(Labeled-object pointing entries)
--- BEGIN ---

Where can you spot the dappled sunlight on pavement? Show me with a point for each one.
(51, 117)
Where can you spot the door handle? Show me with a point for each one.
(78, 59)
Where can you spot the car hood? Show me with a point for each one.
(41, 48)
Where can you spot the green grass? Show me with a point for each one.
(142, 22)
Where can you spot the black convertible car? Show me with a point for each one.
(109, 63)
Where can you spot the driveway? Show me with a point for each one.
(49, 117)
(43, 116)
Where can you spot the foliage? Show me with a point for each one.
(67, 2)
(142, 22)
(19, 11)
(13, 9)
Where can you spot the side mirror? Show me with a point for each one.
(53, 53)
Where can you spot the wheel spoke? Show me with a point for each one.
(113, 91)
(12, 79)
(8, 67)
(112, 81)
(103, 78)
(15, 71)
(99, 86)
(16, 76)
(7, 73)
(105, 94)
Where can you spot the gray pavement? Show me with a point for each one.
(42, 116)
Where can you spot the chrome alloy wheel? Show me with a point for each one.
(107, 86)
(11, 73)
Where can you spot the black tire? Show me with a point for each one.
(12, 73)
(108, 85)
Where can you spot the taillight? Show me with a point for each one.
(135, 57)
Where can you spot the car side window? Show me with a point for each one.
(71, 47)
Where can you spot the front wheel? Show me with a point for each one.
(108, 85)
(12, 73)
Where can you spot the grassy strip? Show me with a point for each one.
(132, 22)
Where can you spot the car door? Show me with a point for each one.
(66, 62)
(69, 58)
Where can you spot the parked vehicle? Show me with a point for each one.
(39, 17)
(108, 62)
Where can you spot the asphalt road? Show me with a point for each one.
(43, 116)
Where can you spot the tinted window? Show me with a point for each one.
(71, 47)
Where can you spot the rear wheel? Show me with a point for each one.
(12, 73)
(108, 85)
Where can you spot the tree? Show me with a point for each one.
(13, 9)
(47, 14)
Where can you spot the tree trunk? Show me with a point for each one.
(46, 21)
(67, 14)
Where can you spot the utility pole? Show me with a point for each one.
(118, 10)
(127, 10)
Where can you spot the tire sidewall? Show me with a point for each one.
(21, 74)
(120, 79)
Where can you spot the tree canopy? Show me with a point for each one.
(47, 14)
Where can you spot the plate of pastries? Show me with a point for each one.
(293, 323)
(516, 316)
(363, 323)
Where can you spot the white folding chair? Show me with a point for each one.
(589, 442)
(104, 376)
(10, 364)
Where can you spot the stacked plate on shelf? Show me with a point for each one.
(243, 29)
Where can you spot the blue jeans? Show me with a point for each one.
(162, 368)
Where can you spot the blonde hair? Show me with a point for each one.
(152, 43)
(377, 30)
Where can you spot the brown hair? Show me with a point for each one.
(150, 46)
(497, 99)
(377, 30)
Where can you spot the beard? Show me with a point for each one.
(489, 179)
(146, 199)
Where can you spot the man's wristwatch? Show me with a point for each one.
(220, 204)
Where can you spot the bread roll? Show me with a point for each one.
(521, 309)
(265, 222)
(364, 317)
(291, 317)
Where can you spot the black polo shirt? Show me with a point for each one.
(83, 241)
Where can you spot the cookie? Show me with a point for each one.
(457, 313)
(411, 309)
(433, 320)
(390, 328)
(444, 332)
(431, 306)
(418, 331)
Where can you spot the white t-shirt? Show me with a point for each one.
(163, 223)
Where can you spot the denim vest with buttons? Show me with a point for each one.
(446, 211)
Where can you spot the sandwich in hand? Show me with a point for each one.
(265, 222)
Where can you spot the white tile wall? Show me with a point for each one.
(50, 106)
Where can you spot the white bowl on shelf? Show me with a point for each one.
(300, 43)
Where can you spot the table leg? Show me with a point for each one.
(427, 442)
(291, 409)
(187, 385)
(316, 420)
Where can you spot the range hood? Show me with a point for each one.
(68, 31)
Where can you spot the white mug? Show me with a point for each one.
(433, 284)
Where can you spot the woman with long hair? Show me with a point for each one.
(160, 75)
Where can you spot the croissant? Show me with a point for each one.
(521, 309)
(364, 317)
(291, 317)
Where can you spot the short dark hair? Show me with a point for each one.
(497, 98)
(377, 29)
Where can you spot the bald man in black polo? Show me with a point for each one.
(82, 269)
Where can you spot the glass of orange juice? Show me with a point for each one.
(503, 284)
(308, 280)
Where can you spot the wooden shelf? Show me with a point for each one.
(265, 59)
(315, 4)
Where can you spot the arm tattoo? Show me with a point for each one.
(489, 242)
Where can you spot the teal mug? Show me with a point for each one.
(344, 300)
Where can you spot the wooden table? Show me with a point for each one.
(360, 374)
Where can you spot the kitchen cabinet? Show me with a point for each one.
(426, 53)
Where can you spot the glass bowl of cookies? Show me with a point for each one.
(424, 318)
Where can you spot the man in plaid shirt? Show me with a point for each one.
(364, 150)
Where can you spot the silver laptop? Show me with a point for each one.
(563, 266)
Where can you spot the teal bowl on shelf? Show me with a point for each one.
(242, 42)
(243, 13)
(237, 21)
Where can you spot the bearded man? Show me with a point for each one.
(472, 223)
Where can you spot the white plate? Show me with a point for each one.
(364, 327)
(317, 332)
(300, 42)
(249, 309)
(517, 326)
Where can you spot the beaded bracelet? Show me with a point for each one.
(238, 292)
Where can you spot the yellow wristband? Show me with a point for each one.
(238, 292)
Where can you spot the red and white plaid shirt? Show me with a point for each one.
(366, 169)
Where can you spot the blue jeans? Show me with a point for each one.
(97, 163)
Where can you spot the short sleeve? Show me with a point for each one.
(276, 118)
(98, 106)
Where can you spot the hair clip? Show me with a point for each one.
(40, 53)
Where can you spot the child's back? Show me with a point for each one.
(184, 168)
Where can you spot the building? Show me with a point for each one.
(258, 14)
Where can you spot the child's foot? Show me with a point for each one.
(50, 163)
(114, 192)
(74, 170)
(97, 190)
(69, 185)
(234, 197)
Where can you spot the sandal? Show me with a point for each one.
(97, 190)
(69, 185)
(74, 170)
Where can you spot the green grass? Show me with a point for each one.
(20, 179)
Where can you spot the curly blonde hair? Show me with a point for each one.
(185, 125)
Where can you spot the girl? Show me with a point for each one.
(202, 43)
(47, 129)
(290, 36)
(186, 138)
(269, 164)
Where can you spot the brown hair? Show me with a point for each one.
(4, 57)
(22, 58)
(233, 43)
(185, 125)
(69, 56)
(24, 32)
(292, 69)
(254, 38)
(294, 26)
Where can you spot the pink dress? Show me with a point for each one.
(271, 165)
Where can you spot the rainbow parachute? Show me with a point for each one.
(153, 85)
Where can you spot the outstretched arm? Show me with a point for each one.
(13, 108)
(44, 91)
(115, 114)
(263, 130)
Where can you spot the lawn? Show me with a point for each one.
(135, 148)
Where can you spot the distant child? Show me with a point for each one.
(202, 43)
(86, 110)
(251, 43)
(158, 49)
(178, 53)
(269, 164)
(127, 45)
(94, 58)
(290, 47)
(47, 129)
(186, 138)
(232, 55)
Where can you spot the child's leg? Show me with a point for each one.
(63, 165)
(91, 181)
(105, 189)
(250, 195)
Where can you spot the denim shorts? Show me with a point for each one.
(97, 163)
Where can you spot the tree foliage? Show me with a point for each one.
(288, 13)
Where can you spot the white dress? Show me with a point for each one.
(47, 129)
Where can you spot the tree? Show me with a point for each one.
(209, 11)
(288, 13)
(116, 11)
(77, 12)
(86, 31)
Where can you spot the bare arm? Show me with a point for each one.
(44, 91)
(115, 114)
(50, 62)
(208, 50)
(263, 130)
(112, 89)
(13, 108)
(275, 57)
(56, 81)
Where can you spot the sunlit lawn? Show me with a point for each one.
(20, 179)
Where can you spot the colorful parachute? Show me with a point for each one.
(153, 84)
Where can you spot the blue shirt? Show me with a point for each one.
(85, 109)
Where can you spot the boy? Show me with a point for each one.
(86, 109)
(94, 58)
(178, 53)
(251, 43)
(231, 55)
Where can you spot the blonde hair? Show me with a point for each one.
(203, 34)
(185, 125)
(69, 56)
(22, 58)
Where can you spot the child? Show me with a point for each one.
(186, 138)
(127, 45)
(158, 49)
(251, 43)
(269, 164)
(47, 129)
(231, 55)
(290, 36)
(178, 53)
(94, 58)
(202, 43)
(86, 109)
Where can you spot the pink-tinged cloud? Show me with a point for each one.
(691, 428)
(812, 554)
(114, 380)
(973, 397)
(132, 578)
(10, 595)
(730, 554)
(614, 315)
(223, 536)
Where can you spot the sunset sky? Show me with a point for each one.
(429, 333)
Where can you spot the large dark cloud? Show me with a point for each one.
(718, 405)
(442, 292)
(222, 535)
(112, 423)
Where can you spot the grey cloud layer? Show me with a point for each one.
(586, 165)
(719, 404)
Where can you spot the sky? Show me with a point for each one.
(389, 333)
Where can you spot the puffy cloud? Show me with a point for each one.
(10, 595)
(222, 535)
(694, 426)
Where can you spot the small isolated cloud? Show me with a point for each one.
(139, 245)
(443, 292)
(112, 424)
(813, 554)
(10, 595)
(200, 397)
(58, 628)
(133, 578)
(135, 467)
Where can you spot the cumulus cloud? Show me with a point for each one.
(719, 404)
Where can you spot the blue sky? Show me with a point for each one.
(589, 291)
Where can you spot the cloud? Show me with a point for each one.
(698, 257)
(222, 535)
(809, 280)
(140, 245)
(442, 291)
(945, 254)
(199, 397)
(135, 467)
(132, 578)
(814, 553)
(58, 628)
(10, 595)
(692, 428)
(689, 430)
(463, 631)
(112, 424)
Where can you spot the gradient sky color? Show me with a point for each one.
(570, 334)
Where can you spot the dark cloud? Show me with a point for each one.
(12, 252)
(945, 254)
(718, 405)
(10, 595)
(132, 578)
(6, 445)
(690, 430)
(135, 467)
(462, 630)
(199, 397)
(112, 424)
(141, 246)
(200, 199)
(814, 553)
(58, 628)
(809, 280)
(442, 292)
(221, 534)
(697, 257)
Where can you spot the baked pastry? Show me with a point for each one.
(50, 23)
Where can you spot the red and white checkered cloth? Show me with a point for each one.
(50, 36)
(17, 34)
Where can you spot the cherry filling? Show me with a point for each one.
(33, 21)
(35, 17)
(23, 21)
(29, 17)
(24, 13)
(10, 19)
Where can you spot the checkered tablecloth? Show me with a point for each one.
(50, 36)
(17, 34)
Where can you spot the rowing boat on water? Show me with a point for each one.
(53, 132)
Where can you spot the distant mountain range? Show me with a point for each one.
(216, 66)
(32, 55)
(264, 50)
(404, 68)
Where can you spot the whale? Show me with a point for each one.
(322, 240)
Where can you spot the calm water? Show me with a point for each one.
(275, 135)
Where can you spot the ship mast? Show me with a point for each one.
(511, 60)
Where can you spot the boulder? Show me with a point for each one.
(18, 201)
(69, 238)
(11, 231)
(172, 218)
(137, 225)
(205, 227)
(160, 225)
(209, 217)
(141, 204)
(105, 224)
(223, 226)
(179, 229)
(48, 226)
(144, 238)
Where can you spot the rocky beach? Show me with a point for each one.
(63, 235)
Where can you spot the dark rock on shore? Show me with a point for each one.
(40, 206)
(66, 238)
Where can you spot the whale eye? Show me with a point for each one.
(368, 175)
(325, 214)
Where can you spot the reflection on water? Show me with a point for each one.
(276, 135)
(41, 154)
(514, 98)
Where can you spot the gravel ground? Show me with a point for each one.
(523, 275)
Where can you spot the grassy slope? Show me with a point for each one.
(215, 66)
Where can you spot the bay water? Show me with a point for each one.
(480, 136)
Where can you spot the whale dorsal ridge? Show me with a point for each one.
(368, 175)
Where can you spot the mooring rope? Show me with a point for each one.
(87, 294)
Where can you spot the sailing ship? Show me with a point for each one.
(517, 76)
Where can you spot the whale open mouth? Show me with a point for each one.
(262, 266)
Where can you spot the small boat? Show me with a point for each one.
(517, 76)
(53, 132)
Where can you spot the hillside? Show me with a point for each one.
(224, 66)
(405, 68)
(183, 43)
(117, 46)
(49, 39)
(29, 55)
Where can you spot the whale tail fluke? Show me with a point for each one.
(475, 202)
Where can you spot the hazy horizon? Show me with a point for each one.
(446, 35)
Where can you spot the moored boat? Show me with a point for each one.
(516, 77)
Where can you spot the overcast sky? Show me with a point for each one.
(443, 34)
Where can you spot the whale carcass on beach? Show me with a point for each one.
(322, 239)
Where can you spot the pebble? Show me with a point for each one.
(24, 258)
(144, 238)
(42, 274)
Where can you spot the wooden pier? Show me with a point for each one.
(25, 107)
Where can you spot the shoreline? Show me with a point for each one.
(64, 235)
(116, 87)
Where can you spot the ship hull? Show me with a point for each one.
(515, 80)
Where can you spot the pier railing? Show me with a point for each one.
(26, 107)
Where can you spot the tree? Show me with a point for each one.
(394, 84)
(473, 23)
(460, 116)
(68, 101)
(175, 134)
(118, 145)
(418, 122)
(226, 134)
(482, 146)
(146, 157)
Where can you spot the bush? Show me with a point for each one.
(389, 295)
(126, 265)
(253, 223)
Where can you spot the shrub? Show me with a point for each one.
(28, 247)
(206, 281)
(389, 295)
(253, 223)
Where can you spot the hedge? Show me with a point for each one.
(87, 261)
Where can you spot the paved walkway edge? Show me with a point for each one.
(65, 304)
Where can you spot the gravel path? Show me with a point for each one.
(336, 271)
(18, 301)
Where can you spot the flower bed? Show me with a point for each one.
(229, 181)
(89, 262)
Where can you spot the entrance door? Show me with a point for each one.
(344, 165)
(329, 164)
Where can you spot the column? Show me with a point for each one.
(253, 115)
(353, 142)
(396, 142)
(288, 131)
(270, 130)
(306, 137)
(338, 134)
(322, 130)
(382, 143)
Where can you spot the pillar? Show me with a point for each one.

--- END ---

== WRITTEN REQUEST ==
Please write out everything from the entry with "Where can you spot the shrub?" down to the last entry, changing "flower bed" to "planting bed" and leaving all else the same.

== RESULT FOR THIS EXERCISE ==
Where can you spot the shrub? Show me with a point for each one.
(28, 247)
(206, 281)
(389, 295)
(253, 223)
Where can you spot the hedge? Show me with a point for each one.
(87, 261)
Where can you spot the paved walkway edge? Show me with a point for each one.
(65, 304)
Where can you spot the gravel path? Show me with a point for each one.
(336, 271)
(18, 301)
Where can you spot the planting bed? Show me with a point for each one.
(229, 181)
(89, 262)
Where can you spot the entrance door? Show me with a point for each one.
(344, 165)
(329, 164)
Where can you spot the column? Show me with a point for each one.
(253, 115)
(353, 142)
(396, 142)
(288, 131)
(270, 130)
(306, 137)
(338, 134)
(322, 130)
(382, 143)
Where can you spot the pillar? Show me with a point for each one.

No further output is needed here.